Борис вместе с овацией сошел со сцены, его окружили плотным кольцом все, кому было дорого сказанное им о «Земле». Нового оратора уже никто не слушал. Поднялась суматоха и шум. Все вместе с мокрым от волнения Борисом выкатились на Башиловку. И еще долго слышался сильный и сочный баритон Горбайтера (как прозвали Бориса друзья) в сумерках под душистыми липами на Ленинградском шоссе.
ЧИСТКА
Москва, 1930 год
Вместо того чтобы утверждать права человека в личности, мы заговорили о правах коллектива. Незаметно у нас появилась мораль Коллектива, которая пренебрегает Человеком…
В августе 1930 года кинотехникум был преобразован в Государственный институт кинематографии — ГИК, но все осталось по-прежнему: и стены, и аудитории, и педагоги. Менялось другое — сам воздух вокруг нас. Он словно сгущался, спрессовывался, и порой я вдруг ловил себя на том, что словно бы нечем дышать… Отчего бы это?
…Кончилась моя летняя практика на киностудиях Москвы. Я вернулся в институт.
В институте было не до занятий. Его сильно лихорадило предстоящей чисткой партии. Я, будучи беспартийным и не комсомольцем, даже не представлял себе, чем эта чистка грозила людям с партбилетом. Особенно трясся мой товарищ Леня Троцкий.
● ● ● ● ● ● ●
--- ПОСТАНОВКА ЗАДАЧИ 1 ---
Продублируйте без изменений фрагмент отрывка о чистке в институте от «Борис вместе с» до «Отчего бы это?».
--- ПОСТАНОВКА ЗАДАЧИ 2 ---
Во что, согласно отрывку о чистке в институте, был преобразован кинотехникум в августе 1930 года?

--- Объекты для разметки областей ---
● ● ● ● ● ● ●
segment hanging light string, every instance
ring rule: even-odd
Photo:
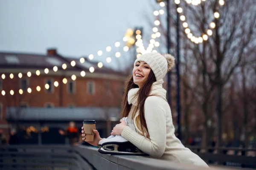
[[[184,0],[187,3],[190,4],[194,6],[197,6],[201,3],[201,0]],[[201,0],[202,1],[205,1],[206,0]],[[180,0],[174,0],[174,2],[176,4],[179,4],[180,3]],[[225,2],[224,0],[219,0],[219,4],[221,6],[224,5]],[[187,37],[192,42],[196,44],[198,44],[203,42],[203,41],[207,41],[208,39],[208,36],[211,36],[212,35],[212,29],[214,29],[216,26],[215,23],[212,21],[209,25],[209,27],[207,29],[206,33],[202,33],[201,36],[196,37],[194,36],[191,32],[191,29],[189,28],[188,24],[186,22],[186,17],[184,14],[183,14],[183,9],[181,7],[178,7],[177,9],[177,11],[182,14],[180,17],[180,20],[183,22],[182,26],[184,28],[185,33],[187,34]],[[213,14],[215,18],[218,18],[220,17],[219,13],[216,11]]]
[[[165,4],[163,2],[160,3],[159,5],[161,7],[163,7],[165,6]],[[156,17],[156,20],[154,21],[154,27],[152,28],[151,34],[151,39],[149,40],[148,45],[146,49],[143,44],[143,41],[140,38],[137,39],[137,42],[135,43],[135,45],[137,47],[136,49],[137,52],[137,57],[138,58],[142,54],[150,52],[157,52],[156,50],[154,50],[155,48],[158,48],[160,45],[160,43],[158,41],[157,41],[157,38],[160,37],[161,34],[159,31],[159,28],[158,28],[160,24],[160,22],[159,20],[159,16],[163,15],[164,14],[164,10],[163,9],[160,9],[159,10],[155,10],[153,11],[153,14]]]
● ● ● ● ● ● ●
--- РЕЗУЛЬТАТ 1 ---
Борис вместе с овацией сошел со сцены, его окружили плотным кольцом все, кому было дорого сказанное им о «Земле». Нового оратора уже никто не слушал. Поднялась суматоха и шум. Все вместе с мокрым от волнения Борисом выкатились на Башиловку. И еще долго слышался сильный и сочный баритон Горбайтера (как прозвали Бориса друзья) в сумерках под душистыми липами на Ленинградском шоссе.
ЧИСТКА
Москва, 1930 год
Вместо того чтобы утверждать права человека в личности, мы заговорили о правах коллектива. Незаметно у нас появилась мораль Коллектива, которая пренебрегает Человеком…
В августе 1930 года кинотехникум был преобразован в Государственный институт кинематографии — ГИК, но все осталось по-прежнему: и стены, и аудитории, и педагоги. Менялось другое — сам воздух вокруг нас. Он словно сгущался, спрессовывался, и порой я вдруг ловил себя на том, что словно бы нечем дышать… Отчего бы это?

--- РЕЗУЛЬТАТ 2 ---
В Государственный институт кинематографии (ГИК).